* ИСХОДНЫЙ ТЕКСТ
════════════════

Радио "Стори FM"
Юрий Трифонов: Правда и красота

Юрий Трифонов: Правда и красота

Автор: Диляра Тасбулатова, Владимир Вестерман

Трифонов, писатель громадного дарования, возможно, недооцененный (зато сейчас к нему все чаще и чаще возвращаются) боготворил Чехова. Обозначив его значение всего двумя словами: Правда и Красота.

 

Вслед за Чеховым

Сказано вроде как просто и тем не менее в этих с виду незатейливых определениях скрывался потаенный смысл: потому и очерк о Чехове, написанный Трифоновым в 1959-м, так и назван – «Правда и красота». В небольшом эссе открывается многое и в нем самом:

«Чехов писал не о человечестве, но о людях. Его интересовало не бытие человека, а жизнь его. Жизнь одного, конкретного человека: например, дяди Вани. Все дяди Вани мира ответили трепетом и слезами, когда он написал об одном из них».

Хотя Трифонов многим кажется «бытописателем», его прозу на самом деле отличает очень плотный стиль, за которым видна не только огромная «филологическая» работа и непревзойденное мастерство, но и особая тайна. Проще говоря, от него трудно оторваться, однако феномен Трифонова еще сложнее, чем наличие профессионализма, логики, понимания жизни, ритма, оркестровки и прочих умений так называемого «хорошего писателя». В его случае присутствует что-то другое, необъяснимое, чуть ли не магическое. Он, кстати, не боится применять курсив – чтобы подчеркнуть смысл, но, заметьте, и внимательный читатель это поймет, не курсив для него главное. Ударные, аккордные слова, выделенные автором, порой иронически оттеняют весь корпус его письма, да и трифоновская правда, извините за трюизм, в игре шрифтов не нуждается.

Его проза не состоит из частей речи или хорошо темперированных лексических приемов, она, по сути, - часть истории. Истории, в которой его безжалостный, виртуозно срежиссированный стиль напоминает его собственную судьбу, жестко и своевольно «срежиссированную» силами извне.

════════════════

* СУТЬ ЗАДАНИЯ
Продолжите, пожалуйста, текст о Юрии Трифонове, начав сразу после его последнего предложения.

* ИСХОДНЫЕ ДАННЫЕ
════════════════

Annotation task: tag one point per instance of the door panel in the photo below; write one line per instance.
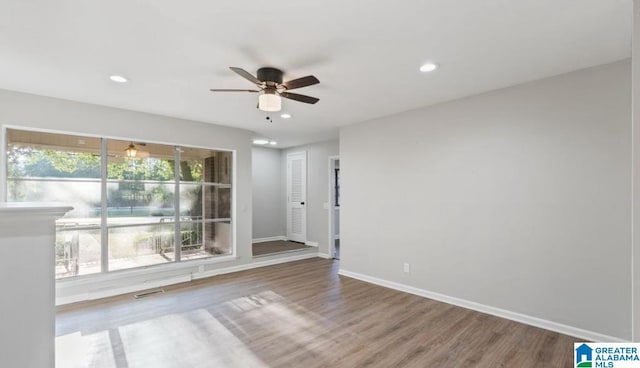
(297, 196)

════════════════

* ОТВЕТ НА ЗАДАНИЕ
Бульдожья хватка

…Жил Трифонов на виду, как говорится, на ветру, на острие времени, никогда, хоть это и звучит банальностью, не предавая своих принципов. Как он сам говорил: «Идеалы я не проповедую, но имею». Любил повторять вопрос Достоевского: «Знаете ли вы, сколь силен может быть один человек?» У этого интеллигентного, немногословного, по-чеховски деликатного человека в больших очках с толстыми стеклами была, тем не менее, бульдожья хватка и громадная внутренняя сила. Характер, способный одолеть падение с высоты своего благополучия в нищету и изгойство, пережить и трагическую смерть отца, расстрелянного в ходе сталинских чисток, и арест матери, и свое неожиданное сиротство. Это ощущение полного одиночества, гибели мира, когда его семья была уничтожена, а из знаменитого дома по адресу Серафимовича, 2, выселили, прекрасно передано в его выдающемся романе «Дом на набережной»:

«А вскоре и привратник в изношенном кожаном реглане на цигейке, в каких ходили летчики в конце сороковых годов, вышел на аллею, ведшую вдоль монастырской стены, повернул налево и оказался на широкой улице, где сел в троллейбус. Спустя несколько минут он проезжал мостом через реку, смотрел на приземистый, бесформенно длинный дом на набережной, горящий тысячью окон, находил по привычке окно старой квартиры, где промелькнула счастливейшая пора, и грезил: а вдруг чудо, еще одна перемена в его жизни?..»

За много лет до этого шедевра русской прозы, до ранящих душу слов, с которых роман начинается - «Никого из мальчиков нет теперь на белом свете» - молодой Трифонов испытал первый успех, после публикации юношеского романа «Студенты». То был взлет внезапной славы – отмеченный к тому же лауреатством имени того, кому юный Трифонов был «обязан» трагедией своей семьи. Но он и это прошел, вопреки злому и верному определению Твардовского: «Не у всех темечко выдерживало».

«Темечком» или каким другим местом - характером, видимо, Трифонов и впоследствии, после трагической юности, много чего выдержал: и безвестность, и потерю интереса к своей прозе, и отказы издательств, и равнодушие критики. То есть собственные литературные похороны.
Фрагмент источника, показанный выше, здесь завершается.